Please count how many lines of the material below contain the string "dragonfly". Reply with the number alone.
__________________________________________________
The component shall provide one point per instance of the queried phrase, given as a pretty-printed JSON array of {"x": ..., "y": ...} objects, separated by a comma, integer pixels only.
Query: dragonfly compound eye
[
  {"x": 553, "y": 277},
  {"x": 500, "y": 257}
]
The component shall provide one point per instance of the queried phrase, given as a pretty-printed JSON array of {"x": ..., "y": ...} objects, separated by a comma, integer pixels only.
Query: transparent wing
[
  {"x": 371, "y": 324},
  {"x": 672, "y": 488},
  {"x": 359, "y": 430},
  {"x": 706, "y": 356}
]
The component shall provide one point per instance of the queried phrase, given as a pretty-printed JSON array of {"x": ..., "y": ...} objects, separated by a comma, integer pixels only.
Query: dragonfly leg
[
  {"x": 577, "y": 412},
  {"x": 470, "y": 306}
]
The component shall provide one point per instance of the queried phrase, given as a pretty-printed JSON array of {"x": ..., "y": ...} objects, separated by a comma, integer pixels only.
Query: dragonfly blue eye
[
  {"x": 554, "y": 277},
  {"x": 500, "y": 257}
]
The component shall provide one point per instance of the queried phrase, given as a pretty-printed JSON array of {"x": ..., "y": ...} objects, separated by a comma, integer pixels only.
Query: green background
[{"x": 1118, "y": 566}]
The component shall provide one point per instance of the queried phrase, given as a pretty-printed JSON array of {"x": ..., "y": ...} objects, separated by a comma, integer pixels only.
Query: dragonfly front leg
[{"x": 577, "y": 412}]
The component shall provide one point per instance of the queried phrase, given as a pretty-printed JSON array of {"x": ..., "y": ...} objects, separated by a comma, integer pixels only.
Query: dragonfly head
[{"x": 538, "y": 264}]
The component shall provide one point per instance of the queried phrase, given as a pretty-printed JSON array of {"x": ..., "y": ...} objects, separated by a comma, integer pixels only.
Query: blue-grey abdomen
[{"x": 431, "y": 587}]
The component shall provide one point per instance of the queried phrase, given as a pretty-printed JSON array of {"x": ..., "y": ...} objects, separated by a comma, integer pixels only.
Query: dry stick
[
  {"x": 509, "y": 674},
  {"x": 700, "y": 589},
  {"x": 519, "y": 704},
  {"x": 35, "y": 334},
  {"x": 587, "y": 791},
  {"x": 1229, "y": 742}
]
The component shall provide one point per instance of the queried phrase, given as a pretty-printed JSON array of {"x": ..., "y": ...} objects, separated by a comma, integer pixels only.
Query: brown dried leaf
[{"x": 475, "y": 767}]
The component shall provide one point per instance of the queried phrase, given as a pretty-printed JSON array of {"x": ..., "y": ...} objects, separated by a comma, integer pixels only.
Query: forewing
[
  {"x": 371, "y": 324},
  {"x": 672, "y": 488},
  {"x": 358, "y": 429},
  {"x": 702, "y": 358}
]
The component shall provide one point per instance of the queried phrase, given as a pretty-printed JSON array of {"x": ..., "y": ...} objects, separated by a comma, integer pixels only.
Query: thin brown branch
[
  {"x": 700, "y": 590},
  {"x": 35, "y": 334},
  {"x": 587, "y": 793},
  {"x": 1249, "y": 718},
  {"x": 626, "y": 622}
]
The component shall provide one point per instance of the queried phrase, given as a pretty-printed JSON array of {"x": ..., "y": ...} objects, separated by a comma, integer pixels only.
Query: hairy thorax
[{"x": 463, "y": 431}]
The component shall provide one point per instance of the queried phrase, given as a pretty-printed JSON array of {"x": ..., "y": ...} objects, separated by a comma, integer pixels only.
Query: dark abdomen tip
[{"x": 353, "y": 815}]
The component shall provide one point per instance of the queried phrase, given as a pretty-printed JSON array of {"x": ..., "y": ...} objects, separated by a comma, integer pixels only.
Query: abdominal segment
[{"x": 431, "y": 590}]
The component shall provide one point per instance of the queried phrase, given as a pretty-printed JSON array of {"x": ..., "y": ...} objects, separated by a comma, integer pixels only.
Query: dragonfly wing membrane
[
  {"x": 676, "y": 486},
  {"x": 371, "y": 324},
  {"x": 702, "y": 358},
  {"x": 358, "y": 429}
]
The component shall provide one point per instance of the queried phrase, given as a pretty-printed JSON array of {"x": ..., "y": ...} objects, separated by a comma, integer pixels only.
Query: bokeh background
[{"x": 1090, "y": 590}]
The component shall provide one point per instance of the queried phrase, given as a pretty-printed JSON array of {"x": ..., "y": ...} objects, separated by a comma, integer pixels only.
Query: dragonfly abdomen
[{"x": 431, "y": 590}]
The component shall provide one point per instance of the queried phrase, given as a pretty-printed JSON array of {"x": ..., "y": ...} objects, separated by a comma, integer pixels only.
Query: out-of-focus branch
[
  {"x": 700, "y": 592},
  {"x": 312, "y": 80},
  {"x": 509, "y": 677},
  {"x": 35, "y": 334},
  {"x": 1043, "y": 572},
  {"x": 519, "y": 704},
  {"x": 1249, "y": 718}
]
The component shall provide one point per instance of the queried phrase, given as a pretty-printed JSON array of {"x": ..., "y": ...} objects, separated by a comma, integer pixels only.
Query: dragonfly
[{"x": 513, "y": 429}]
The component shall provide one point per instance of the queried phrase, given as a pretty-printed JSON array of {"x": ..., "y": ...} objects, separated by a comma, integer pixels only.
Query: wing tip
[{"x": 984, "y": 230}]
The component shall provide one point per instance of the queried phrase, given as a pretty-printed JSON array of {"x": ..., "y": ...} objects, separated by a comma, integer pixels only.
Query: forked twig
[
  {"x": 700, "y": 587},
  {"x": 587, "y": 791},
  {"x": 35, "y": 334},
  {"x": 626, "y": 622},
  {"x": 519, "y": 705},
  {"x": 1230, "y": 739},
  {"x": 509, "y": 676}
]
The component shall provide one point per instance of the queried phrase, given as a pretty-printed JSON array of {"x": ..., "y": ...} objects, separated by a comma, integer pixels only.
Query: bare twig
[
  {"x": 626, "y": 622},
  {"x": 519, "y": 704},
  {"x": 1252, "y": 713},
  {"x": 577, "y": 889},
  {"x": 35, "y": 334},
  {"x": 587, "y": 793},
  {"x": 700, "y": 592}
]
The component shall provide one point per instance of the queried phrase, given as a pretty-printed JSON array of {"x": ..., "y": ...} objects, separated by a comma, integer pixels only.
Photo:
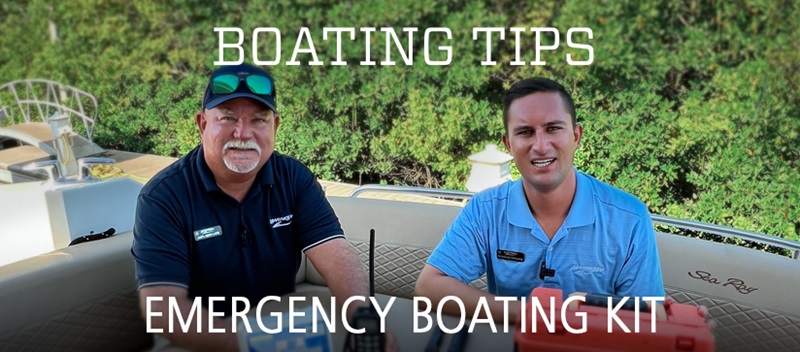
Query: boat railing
[
  {"x": 39, "y": 99},
  {"x": 689, "y": 225}
]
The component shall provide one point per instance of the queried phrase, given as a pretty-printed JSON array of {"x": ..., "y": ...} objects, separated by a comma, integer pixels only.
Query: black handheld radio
[{"x": 367, "y": 318}]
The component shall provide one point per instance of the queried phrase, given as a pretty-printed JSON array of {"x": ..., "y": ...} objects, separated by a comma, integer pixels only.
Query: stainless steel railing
[{"x": 683, "y": 224}]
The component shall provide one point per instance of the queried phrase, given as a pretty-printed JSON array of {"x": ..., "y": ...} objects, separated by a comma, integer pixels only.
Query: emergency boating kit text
[
  {"x": 437, "y": 45},
  {"x": 275, "y": 322}
]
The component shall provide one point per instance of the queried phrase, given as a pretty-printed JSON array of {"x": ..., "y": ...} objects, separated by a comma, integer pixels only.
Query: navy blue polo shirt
[{"x": 189, "y": 233}]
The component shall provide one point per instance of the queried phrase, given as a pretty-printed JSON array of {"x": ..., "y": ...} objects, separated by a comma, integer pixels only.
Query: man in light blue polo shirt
[{"x": 554, "y": 227}]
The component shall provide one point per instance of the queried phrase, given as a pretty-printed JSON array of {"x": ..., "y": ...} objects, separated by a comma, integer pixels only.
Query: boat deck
[{"x": 142, "y": 167}]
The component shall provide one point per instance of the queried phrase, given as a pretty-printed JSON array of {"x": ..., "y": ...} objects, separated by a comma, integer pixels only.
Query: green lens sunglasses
[{"x": 226, "y": 84}]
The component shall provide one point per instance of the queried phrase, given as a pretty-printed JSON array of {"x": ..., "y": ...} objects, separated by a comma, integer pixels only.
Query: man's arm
[
  {"x": 436, "y": 285},
  {"x": 341, "y": 269},
  {"x": 190, "y": 340}
]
__________________________________________________
> Reply to the exercise: 8